* [Short task] Transcribe the material verbatim in full; the pictures do not belong in the copy.

— Begin Given data —

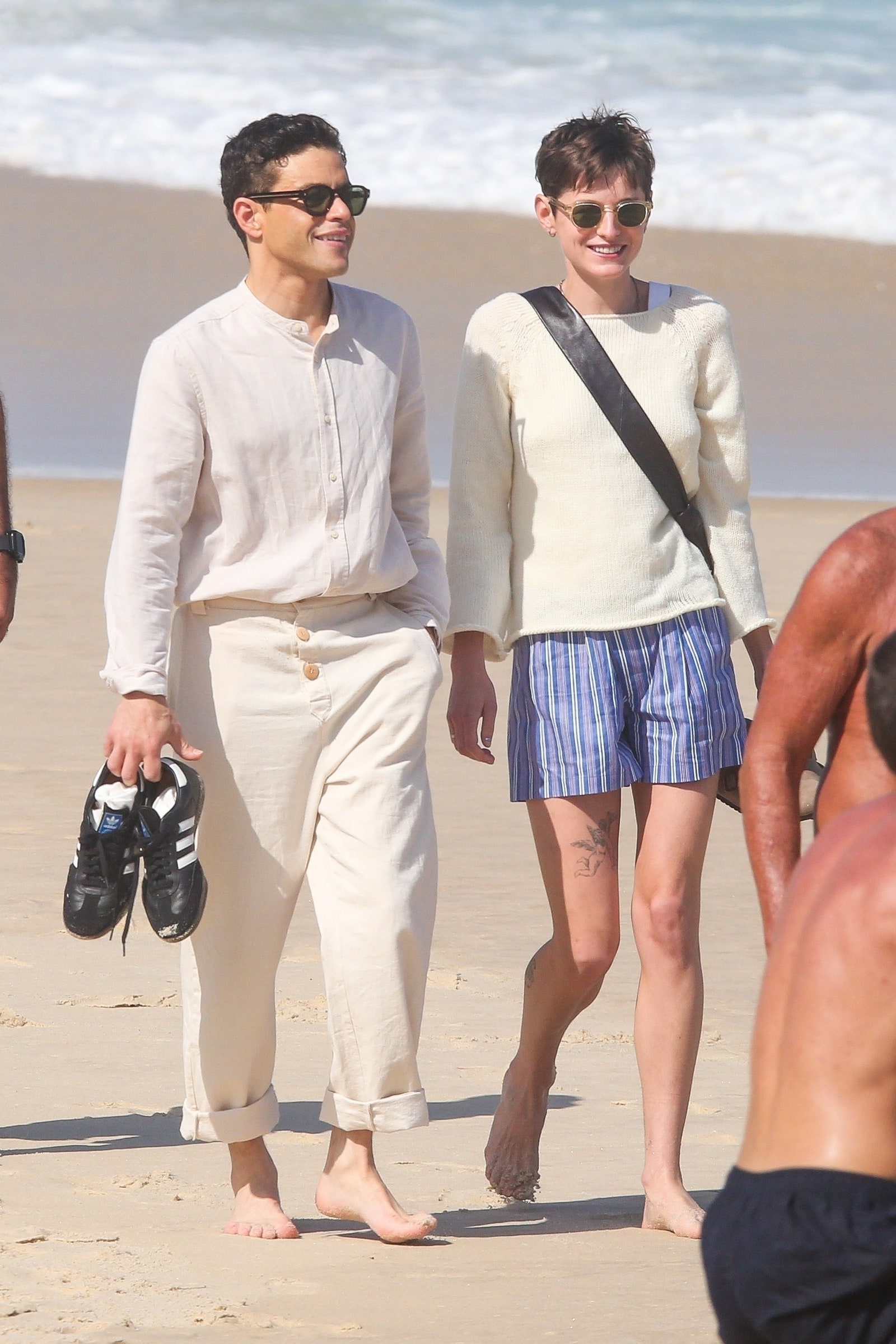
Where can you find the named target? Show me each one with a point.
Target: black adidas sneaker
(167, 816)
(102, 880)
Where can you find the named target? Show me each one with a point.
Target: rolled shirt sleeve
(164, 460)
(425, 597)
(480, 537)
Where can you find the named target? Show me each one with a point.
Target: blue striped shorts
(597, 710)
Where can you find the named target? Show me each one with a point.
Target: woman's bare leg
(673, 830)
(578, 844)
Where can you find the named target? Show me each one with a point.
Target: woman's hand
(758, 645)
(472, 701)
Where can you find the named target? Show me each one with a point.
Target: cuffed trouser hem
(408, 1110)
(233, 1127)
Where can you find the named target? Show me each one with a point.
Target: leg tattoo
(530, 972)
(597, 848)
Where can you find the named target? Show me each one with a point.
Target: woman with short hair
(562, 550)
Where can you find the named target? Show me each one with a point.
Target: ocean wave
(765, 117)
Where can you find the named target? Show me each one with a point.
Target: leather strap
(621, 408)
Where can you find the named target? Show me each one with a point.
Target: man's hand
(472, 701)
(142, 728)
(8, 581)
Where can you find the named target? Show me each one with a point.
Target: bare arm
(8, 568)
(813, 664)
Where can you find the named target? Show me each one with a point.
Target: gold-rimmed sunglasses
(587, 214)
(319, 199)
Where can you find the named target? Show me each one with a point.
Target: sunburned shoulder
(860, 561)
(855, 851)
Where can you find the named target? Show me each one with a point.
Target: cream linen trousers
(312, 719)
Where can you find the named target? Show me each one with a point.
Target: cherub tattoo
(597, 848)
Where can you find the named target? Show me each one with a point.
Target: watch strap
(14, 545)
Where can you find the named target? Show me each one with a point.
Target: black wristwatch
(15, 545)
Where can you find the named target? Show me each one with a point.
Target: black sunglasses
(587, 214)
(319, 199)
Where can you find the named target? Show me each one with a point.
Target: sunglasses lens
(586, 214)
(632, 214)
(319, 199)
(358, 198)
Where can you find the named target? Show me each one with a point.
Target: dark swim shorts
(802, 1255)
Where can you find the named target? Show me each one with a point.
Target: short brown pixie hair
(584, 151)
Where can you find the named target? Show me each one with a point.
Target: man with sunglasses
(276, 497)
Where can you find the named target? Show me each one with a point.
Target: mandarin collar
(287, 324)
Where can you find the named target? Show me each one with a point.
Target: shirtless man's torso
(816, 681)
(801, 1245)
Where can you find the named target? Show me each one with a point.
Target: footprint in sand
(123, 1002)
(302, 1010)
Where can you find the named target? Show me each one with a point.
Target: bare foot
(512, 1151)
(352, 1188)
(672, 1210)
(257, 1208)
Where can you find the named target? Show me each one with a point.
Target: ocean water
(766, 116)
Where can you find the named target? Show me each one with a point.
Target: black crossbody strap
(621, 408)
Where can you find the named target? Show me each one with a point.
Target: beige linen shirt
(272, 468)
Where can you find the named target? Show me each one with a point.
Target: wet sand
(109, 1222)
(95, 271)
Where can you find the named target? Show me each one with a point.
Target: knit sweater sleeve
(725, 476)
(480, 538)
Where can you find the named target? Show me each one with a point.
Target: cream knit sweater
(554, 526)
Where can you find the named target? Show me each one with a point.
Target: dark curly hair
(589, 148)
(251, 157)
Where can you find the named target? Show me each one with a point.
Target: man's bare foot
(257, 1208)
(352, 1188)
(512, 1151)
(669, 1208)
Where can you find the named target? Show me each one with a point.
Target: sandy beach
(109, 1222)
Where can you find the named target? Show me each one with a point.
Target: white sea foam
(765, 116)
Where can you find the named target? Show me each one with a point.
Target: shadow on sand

— End Given data —

* [Answer]
Where can you find the named target? Show me each one with a point.
Target: black adidas sneaker
(167, 816)
(102, 880)
Where can you find the named target? Show me each one with a point.
Target: rolled shirt sleeve
(164, 460)
(425, 597)
(480, 537)
Where can you find the named target? Show me each one with a point.
Target: blue striped shorts
(597, 710)
Where can you find the named target? Show me each one with a point.
Target: woman's bare leg
(673, 830)
(578, 844)
Where can you find the named target? Show me each one with a point.
Target: woman's hand
(758, 645)
(472, 701)
Where can you find the named target? Show me each one with a point.
Target: cuffed trouser hem
(408, 1110)
(233, 1127)
Where can you find the named target? Show me each one with a point.
Target: leg tattoo
(530, 972)
(597, 848)
Where can you find the named target? Show me each one with a point.
Target: woman with short hair
(562, 550)
Where can you find the named target? Show me each one with a point.
Target: ocean wave
(765, 117)
Where can you find the named target? Show me each one with a point.
Target: leather strap
(621, 408)
Where can you find the named target? Show me each one with a point.
Target: man's hand
(472, 701)
(142, 728)
(8, 581)
Where can you find the named target? Show me each one with a point.
Target: bare arm
(8, 568)
(813, 664)
Where can you find the named target? Show me each one with a point.
Target: gold-rimmed sunglasses
(587, 214)
(319, 199)
Where can you find the named target? Show me each one with a point.
Target: sunburned shoulder
(860, 561)
(855, 851)
Where can you find the named target? Show me each one with a point.
Target: cream linen trousers
(312, 719)
Where can you find the named target? Show me each one with a point.
Target: cherub tattoo
(597, 848)
Where can you find the named target? Show me each one with a point.
Target: watch strap
(14, 545)
Where can you find the named target? Show me each one with a point.
Target: black wristwatch
(15, 545)
Where can you find the named target? Show me each one with a point.
Target: black sunglasses
(587, 214)
(319, 199)
Where can you find the named target? Show me each one with a point.
Target: sunglasses lens
(586, 214)
(632, 214)
(319, 199)
(358, 198)
Where can you find the named target? Show me each one with a point.
Target: dark swim shorts
(802, 1255)
Where can you find the named target? Show me each one with a point.
Target: short brown pixie hair
(584, 151)
Where can you find the named target? Show me each one with a point.
Target: man with sunglasses
(276, 497)
Where can you find the named target? Show me each one with a point.
Target: mandarin collar
(287, 324)
Where can you find the named target? Show me each one with a point.
Target: shirtless man's torso
(816, 681)
(801, 1245)
Where can you find the named target? Show me each one with a point.
Target: footprint in sand
(123, 1002)
(302, 1010)
Where can you find the named target? Show me each one with a point.
Target: bare foot
(512, 1151)
(352, 1188)
(672, 1210)
(257, 1208)
Where can you find the named target? Show me each one with a point.
Target: ocean water
(766, 116)
Where can you find the named target? Show me each one with a point.
Target: black crossbody strap
(621, 408)
Where can you find the named target? Show me each one with a point.
Target: beige linen shirt
(272, 468)
Where can you find the named target? Show me each one with a point.
Target: wet sand
(109, 1222)
(95, 271)
Where can you find the named target? Show me each one with a point.
Target: knit sweater sleeve
(725, 476)
(480, 538)
Where can you find the named target? Show me each one with a point.
Target: cream knit sweater
(554, 526)
Where can you find the named target? Show me each one with a point.
Target: dark curly hair
(589, 148)
(251, 157)
Where can you find the named target? Show me each one with a point.
Target: man's bare foot
(257, 1208)
(352, 1188)
(512, 1151)
(669, 1208)
Where can you find the named target? Show me each one with a point.
Target: sandy beach
(109, 1222)
Where can you find the named target? Show me each one with a point.
Target: white sea foam
(765, 116)
Where can you find the named target? Show me each one with a point.
Target: shadow on sand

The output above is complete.